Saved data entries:
━━━━

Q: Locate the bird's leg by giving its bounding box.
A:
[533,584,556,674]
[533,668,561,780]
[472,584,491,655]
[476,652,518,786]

━━━━

### EXERCISE BRIEF
Count the lines in the items above that contain the word "bird", and give only the number.

### FULL RESPONSE
1